All entries are to be quoted exactly; the images stay out of the copy.

^^^^^^^^

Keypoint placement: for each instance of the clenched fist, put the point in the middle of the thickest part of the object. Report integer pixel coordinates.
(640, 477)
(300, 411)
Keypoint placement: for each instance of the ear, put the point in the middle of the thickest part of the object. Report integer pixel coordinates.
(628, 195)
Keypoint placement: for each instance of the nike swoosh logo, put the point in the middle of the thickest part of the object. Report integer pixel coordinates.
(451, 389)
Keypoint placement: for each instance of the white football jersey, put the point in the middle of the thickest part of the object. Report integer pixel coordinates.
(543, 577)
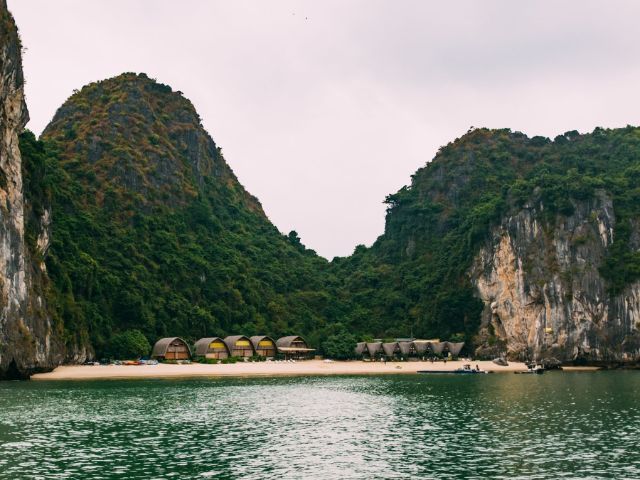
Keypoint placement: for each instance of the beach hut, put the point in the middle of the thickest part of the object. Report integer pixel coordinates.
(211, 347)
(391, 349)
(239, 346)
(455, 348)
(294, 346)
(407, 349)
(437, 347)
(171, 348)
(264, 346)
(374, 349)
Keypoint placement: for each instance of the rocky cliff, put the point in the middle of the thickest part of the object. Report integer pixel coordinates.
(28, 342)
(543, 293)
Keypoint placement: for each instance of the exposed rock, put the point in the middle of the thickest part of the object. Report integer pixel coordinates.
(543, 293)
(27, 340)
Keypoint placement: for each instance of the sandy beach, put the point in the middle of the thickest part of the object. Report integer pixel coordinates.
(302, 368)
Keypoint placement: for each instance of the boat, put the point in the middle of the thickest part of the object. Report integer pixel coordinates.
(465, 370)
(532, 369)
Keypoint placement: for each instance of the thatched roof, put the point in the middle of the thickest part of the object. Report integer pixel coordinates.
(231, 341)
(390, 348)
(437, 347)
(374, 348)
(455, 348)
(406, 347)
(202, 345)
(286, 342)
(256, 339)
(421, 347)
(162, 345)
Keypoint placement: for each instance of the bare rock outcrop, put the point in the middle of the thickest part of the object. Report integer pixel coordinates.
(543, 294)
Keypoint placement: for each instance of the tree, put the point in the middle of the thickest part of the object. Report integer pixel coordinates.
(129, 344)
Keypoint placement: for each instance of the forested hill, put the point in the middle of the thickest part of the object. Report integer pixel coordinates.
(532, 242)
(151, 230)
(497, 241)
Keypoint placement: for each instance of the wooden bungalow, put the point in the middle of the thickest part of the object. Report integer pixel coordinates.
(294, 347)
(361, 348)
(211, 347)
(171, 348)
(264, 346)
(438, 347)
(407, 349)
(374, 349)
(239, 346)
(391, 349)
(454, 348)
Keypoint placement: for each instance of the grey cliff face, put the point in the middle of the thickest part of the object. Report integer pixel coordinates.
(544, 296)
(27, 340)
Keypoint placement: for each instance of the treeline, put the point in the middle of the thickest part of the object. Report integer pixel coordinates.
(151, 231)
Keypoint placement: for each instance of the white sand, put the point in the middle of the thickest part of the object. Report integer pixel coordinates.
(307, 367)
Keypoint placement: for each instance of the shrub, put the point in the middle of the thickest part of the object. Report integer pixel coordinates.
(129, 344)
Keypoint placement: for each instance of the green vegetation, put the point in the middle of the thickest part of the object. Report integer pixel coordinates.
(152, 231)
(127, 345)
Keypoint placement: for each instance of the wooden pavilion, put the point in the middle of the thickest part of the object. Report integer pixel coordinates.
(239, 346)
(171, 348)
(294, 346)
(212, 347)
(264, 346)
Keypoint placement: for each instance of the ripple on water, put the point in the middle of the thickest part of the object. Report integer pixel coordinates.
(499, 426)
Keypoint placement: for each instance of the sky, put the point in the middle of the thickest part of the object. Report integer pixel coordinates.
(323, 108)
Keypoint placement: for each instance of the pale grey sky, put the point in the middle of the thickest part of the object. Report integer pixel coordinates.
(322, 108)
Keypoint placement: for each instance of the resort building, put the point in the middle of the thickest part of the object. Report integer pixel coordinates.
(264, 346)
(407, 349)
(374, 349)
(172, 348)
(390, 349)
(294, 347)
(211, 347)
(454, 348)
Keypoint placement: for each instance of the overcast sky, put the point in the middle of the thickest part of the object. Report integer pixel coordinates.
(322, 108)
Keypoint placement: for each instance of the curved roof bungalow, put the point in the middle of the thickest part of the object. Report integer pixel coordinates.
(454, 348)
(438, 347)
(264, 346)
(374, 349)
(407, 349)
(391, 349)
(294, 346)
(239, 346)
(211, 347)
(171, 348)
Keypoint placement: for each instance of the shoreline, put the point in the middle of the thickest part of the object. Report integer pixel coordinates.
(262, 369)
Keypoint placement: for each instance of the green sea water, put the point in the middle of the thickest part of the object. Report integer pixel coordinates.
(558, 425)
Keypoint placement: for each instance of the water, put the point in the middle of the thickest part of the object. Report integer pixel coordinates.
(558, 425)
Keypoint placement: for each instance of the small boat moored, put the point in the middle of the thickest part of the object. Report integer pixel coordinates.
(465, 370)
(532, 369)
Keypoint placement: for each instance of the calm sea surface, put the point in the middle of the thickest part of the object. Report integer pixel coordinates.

^^^^^^^^

Expected answer:
Keypoint placement: for each instance of the clenched fist, put the point in the middle of the thickest part of the object. Report integer pixel coordinates.
(640, 477)
(300, 411)
Keypoint placement: for each instance of the ear, put the point in the middle of the thickest part of the object. Report integer pixel coordinates.
(628, 195)
Keypoint placement: for each instance of the nike swoosh logo, put the point in the middle of the thickest part of the object. Report integer pixel coordinates.
(451, 389)
Keypoint placement: for each instance of the white football jersey, put the point in the middle of the thickest part of the object. Report integer pixel coordinates.
(543, 577)
Keypoint placement: for each instance of the beach hut, put the point in the middle of the thickest part of the object. Report integer pixel coordinates.
(211, 347)
(391, 349)
(239, 346)
(455, 348)
(294, 346)
(407, 349)
(437, 347)
(171, 348)
(264, 346)
(374, 349)
Keypoint placement: for each instance of the rocky cliff, put the point in the middle of the thickest part of the object. Report integer pixel coordinates.
(28, 342)
(543, 293)
Keypoint placement: for each instance of the exposed rock, put the point in the middle of the thickest part of the object. Report integer pixel coordinates.
(543, 293)
(27, 340)
Keypoint placement: for each instance of the sandy beach, put the point in the middle of the thickest part of the object. Report integer pixel coordinates.
(302, 368)
Keypoint placement: for each instance of the boat, put the point in the middle of the thickest part of the object. Report integer pixel coordinates.
(465, 370)
(532, 369)
Keypoint placement: for each instance of the thatched roof, put the point in the middle of the thickest part of the object. Report integer pixel coordinates.
(231, 341)
(390, 348)
(437, 347)
(374, 348)
(455, 348)
(406, 347)
(202, 345)
(286, 342)
(256, 339)
(421, 347)
(162, 345)
Keypoint placement: for each instance of the bare rock outcrop, put the point in the middle of the thickest part of the object. Report integer pixel coordinates.
(543, 294)
Keypoint placement: for each instance of the tree, put the point in the middle of the thickest part of the object. Report integer pixel coordinates.
(129, 344)
Keypoint placement: for each instance of the forested hill, put the point in the middle of the thickest part of the object. Report integer pixel coordinates.
(532, 242)
(151, 230)
(497, 241)
Keypoint placement: for each instance of the wooden bungalow, put the point in the middle of the thickest part of the object. Report integer pixel coordinates.
(294, 347)
(361, 348)
(211, 347)
(171, 348)
(264, 346)
(438, 347)
(407, 349)
(374, 349)
(239, 346)
(391, 349)
(454, 348)
Keypoint placement: for each instance of the grey cliff face, put the point in the middle of the thickest part of the object. Report integer pixel coordinates.
(544, 296)
(27, 340)
Keypoint placement: for each instance of the treeline, put the point in the middle of the thickest part of the object. Report integer pixel coordinates.
(151, 231)
Keypoint placement: for each instance of the white sand, put the point in the middle of the thickest part of the object. Report integer pixel coordinates.
(307, 367)
Keypoint placement: for each instance of the shrub, put the point in the middle of the thickest part of the object. Report integer pixel coordinates.
(129, 344)
Keypoint placement: for each instance of the green vegetation, put the point in the middle of the thickest part of the object. Report integer pixel coordinates.
(152, 231)
(127, 345)
Keypoint placement: for each instance of the wooden pavilion, put the point in the middle of the thickest part of the object. Report integer pixel coordinates.
(239, 346)
(171, 348)
(294, 346)
(212, 347)
(264, 346)
Keypoint placement: for each instance of the ripple on water, put the point in the middle of the thickest part of the object. Report integer pixel coordinates.
(499, 426)
Keypoint placement: for each instance of the sky, put the point in the middle of the thickest part of the object. Report integer pixel coordinates.
(323, 108)
Keypoint placement: for each instance of the pale grey sky, put the point in the middle of the thickest part of the object. Report integer pixel coordinates.
(322, 108)
Keypoint placement: for each instance of the resort building, put the point in the middle of the thickest part of the object. Report integer pixel coordinates.
(264, 346)
(407, 349)
(374, 349)
(172, 348)
(390, 349)
(294, 347)
(211, 347)
(454, 348)
Keypoint placement: for each instance of the overcast sky, put the point in the middle of the thickest part of the object. Report integer pixel coordinates.
(322, 108)
Keypoint placement: for each instance of the curved roof bungalow, put the point in the middle of the thickest part of the object. Report integer pixel coordinates.
(454, 348)
(438, 347)
(264, 346)
(374, 349)
(407, 349)
(391, 349)
(294, 346)
(239, 346)
(211, 347)
(171, 348)
Keypoint placement: for each instance of the shoreline, put the point in the middle of the thickest part of the object. Report integer pixel coordinates.
(262, 369)
Keypoint placement: for each instance of the green sea water, put the point in the middle of the thickest part of the object. Report integer pixel coordinates.
(558, 425)
Keypoint placement: for each instance of the water, put the point in the middle of the thickest part of the object. Report integer pixel coordinates.
(558, 425)
Keypoint placement: for each instance of the small boat moored, put the point in the middle of the thickest part of the object. Report integer pixel coordinates.
(465, 370)
(532, 369)
Keypoint placement: for each instance of the calm sea surface, put the point in the middle of the thickest part of the object. Report integer pixel coordinates.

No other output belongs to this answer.